SIMON WIESENTHAL SUPPORTED BOSNIAKS, LOBBIED FOR ARMS EMBARGO TO BE LIFTED

Simon Wiesenthal Urged the World to Lift Arms Embargo Against Bosnia, so Bosnian Muslims Could Defend Themselves from Serbian Aggression

OIC Insists that UN Lift Arms Embargo on Bosnia

New Straits Times,
20 June 1993. p.16.

VIENA, Sat. — Nazi hunter Simon Wiesenthal and Islamic countries yesterday equated crimes committed by Serbs against Bosnian Muslims with Nazi atrocities.

The war in Bosnia and the international community’s failure to end the blood-letting in the heart of Europe has overshadowed the current World Conference on Human Rights, which has reached its half-way point.

The 51-member Organisation of the Islamic Conference (OIC) insisted that the conference adopt a declaration calling on the United Nations to lift the arms embargo against Bosnia.

GIVEN ENTRIES:
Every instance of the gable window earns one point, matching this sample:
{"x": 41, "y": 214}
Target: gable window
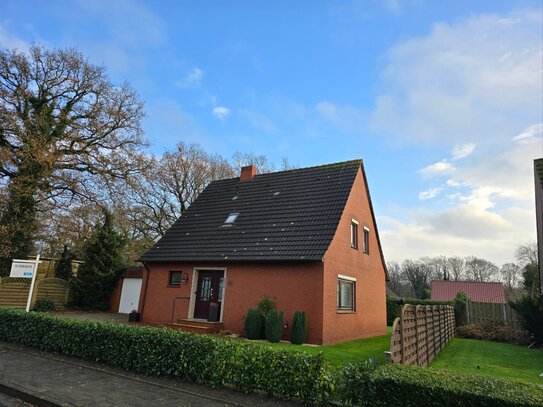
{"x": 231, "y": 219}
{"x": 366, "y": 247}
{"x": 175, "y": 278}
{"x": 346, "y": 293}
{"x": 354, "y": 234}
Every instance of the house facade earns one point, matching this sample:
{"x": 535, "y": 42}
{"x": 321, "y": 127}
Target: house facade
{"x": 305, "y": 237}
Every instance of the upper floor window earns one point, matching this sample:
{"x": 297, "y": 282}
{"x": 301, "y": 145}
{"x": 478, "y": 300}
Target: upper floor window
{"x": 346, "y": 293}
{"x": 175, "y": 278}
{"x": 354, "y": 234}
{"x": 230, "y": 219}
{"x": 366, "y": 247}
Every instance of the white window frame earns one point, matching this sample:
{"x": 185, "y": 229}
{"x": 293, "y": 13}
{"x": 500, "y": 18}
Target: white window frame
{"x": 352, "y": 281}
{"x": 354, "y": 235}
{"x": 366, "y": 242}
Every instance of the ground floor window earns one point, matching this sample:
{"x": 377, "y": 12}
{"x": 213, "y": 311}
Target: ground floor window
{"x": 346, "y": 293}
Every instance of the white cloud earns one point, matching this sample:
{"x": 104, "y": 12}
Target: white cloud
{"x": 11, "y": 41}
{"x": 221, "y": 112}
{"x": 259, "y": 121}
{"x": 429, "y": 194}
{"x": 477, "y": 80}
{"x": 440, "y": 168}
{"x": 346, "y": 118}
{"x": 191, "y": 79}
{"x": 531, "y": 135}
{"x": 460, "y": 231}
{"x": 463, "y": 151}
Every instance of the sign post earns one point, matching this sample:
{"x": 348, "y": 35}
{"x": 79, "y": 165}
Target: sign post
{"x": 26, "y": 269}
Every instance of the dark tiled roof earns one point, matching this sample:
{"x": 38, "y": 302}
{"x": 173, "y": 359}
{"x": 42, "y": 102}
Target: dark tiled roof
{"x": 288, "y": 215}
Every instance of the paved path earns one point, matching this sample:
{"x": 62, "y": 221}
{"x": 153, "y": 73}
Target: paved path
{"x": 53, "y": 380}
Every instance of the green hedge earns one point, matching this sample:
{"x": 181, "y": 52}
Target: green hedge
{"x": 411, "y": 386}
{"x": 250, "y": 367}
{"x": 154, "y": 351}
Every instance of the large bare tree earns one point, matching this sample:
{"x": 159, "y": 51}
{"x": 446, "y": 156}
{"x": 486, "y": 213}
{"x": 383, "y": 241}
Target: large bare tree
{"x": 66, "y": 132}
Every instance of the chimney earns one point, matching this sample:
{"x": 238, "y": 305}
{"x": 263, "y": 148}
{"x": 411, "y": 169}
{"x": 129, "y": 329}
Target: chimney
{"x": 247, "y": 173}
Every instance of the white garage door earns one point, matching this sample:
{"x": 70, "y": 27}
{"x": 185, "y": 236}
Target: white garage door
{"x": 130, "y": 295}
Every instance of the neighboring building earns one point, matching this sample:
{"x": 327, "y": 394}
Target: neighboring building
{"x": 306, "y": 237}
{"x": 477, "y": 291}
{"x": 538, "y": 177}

EXERCISE TASKS:
- 1) Reproduce the Bosnia news report, everything from "OIC Insists that" down to "embargo against Bosnia.", but swap "World Conference on Human Rights" for "UN Human Rights Conference".
- 2) According to the Bosnia news report, are the following statements correct? For each, answer yes or no and quote the deciding words of the report. (a) The Organisation of the Islamic Conference had 51 members. (b) The human rights conference had already concluded when the report was written. (c) Simon Wiesenthal compared crimes committed by Serbs against Bosnian Muslims with Nazi atrocities.
- 3) Write the next part of the news report on the Bosnia arms embargo, picking up after its final sentence.

PER-TASK OUTPUTS:
- 1)
OIC Insists that UN Lift Arms Embargo on Bosnia

New Straits Times,
20 June 1993. p.16.

VIENA, Sat. — Nazi hunter Simon Wiesenthal and Islamic countries yesterday equated crimes committed by Serbs against Bosnian Muslims with Nazi atrocities.

The war in Bosnia and the international community’s failure to end the blood-letting in the heart of Europe has overshadowed the current UN Human Rights Conference, which has reached its half-way point.

The 51-member Organisation of the Islamic Conference (OIC) insisted that the conference adopt a declaration calling on the United Nations to lift the arms embargo against Bosnia.

- 2)
(a) Yes: "The 51-member Organisation of the Islamic Conference (OIC)"
(b) No: "which has reached its half-way point."
(c) Yes: "Nazi hunter Simon Wiesenthal and Islamic countries yesterday equated crimes committed by Serbs against Bosnian Muslims with Nazi atrocities."

- 3)
“No such tragedy has occurred since the Holocaust,” Agha Shaki of Pakistan, speaking in behalf of the OIC, told reporters, referring to the killing of what the draft declaration said were “hundreds and thousands of innocent victims.”

A member of the Pakistani delegation suggested that the Islamic countries would not sign the final document of the conference if the OIC’s 12-point declaration is not adopted.

Wiesenthal, who heads the Jewish Documentation Centre in Vienna and has tracked down thousands of Nazi war criminals, joined the Islamic Conference in requesting the lifting of the arms embargo, arguing it was fundamental human right to defend oneself.

In a separate discussion with Serbian and Bosnian officials, Wiesenthal wondered if his 40-year activity “for not forgetting” Nazi war crimes had been in vain in view of the situation in former Yugoslavia.

While the situation in Bosnia could not be compared to Nazi Germany, Wiesenthal said if only part of what the media report is true, then “deeds have been committed which stem from that school of bestiality.”

He said the reaction in general was a shame for Europe and the rest of the world and “a sign of helplessness.”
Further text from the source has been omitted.